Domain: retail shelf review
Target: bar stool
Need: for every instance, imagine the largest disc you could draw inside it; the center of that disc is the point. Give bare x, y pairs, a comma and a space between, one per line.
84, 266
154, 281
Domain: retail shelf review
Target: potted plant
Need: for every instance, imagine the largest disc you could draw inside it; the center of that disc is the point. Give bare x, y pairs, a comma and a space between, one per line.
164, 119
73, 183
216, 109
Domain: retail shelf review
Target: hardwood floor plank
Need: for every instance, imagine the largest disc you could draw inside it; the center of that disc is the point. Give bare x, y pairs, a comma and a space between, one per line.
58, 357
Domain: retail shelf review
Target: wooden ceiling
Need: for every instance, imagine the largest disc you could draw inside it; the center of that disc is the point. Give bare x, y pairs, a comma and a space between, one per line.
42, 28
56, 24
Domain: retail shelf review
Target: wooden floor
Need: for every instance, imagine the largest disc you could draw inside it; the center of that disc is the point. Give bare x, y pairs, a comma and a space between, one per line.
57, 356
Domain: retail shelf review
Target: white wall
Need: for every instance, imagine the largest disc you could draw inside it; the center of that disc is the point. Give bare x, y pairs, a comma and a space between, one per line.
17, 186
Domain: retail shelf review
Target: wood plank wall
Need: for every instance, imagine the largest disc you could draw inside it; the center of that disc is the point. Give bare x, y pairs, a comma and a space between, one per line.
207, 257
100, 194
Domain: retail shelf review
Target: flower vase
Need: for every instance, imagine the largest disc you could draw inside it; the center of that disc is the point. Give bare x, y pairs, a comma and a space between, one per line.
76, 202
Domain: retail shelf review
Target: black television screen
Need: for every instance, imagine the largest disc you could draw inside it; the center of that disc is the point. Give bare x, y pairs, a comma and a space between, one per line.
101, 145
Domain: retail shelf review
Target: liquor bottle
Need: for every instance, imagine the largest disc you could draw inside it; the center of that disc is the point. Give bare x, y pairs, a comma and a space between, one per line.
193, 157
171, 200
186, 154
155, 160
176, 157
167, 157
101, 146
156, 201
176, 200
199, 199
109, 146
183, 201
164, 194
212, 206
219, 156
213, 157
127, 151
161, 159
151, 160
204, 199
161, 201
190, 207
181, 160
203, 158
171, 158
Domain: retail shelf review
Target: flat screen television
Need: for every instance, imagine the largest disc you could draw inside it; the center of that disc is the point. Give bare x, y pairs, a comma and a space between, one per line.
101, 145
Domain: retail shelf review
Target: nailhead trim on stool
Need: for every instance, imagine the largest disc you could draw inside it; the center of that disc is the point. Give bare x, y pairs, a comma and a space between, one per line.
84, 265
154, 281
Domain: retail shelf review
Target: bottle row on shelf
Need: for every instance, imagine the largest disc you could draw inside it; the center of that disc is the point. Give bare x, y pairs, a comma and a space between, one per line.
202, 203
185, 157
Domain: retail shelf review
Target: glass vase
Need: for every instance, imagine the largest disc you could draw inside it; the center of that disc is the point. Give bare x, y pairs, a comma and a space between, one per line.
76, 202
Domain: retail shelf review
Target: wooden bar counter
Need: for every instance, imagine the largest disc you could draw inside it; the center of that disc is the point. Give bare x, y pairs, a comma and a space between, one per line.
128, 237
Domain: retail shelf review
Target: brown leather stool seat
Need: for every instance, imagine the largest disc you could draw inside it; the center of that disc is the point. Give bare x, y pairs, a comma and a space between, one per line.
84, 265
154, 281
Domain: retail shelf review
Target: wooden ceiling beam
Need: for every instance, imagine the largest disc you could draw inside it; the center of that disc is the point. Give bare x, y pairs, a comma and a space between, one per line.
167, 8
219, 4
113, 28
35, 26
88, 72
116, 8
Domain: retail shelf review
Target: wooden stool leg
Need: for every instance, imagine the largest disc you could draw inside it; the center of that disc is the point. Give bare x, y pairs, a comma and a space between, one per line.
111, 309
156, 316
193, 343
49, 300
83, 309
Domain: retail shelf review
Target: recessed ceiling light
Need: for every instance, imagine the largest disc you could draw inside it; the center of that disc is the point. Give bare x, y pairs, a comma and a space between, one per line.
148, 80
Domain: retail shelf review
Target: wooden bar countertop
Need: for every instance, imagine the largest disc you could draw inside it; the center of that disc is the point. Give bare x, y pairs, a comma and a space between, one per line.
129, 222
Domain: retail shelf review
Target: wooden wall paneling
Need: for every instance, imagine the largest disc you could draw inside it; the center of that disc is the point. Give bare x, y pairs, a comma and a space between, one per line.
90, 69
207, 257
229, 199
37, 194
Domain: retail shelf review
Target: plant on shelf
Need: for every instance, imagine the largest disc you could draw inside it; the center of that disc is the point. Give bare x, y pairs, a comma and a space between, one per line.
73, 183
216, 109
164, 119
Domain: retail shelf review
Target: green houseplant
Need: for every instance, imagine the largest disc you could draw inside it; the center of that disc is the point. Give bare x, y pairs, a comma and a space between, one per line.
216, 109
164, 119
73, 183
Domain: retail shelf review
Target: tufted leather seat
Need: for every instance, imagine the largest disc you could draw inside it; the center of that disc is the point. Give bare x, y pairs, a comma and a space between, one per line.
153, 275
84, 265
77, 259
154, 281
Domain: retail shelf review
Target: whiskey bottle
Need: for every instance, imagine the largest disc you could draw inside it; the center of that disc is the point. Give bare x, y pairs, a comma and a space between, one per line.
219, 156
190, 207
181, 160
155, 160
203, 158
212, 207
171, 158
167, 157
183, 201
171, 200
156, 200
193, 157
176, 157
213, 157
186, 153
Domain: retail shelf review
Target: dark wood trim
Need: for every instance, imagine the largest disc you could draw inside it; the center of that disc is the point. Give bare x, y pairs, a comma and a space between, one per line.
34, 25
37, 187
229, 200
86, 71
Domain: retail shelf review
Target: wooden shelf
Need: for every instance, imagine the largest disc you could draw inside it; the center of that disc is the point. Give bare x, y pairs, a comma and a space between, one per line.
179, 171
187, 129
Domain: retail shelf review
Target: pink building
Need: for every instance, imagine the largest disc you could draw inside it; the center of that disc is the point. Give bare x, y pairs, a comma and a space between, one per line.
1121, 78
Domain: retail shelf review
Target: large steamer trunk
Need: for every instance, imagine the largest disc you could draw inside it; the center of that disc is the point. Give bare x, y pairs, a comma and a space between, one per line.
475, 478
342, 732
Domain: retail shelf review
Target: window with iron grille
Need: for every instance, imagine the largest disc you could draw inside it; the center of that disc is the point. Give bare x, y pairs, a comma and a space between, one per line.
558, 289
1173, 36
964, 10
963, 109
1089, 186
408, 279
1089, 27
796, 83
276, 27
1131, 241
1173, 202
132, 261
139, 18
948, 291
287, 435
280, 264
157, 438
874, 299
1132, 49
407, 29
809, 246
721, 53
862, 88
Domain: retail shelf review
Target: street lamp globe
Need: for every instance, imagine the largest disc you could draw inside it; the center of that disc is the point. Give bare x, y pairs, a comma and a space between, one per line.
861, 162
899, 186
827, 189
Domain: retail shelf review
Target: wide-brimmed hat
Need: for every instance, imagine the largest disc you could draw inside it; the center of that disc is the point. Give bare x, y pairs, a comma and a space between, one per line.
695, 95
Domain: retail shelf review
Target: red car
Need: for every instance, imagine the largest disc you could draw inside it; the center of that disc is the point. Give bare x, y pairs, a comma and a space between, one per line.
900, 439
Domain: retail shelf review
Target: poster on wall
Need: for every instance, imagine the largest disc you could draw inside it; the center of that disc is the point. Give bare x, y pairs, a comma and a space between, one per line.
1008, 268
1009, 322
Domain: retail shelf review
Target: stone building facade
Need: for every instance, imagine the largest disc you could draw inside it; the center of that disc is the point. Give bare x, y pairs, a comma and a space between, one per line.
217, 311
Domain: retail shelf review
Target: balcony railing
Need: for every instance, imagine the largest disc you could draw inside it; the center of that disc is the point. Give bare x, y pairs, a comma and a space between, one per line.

** Your goal **
Locate each line in the records above that contains the string "television" and copy it out. Case matters.

** Full answer **
Target: black television screen
Target: flat screen television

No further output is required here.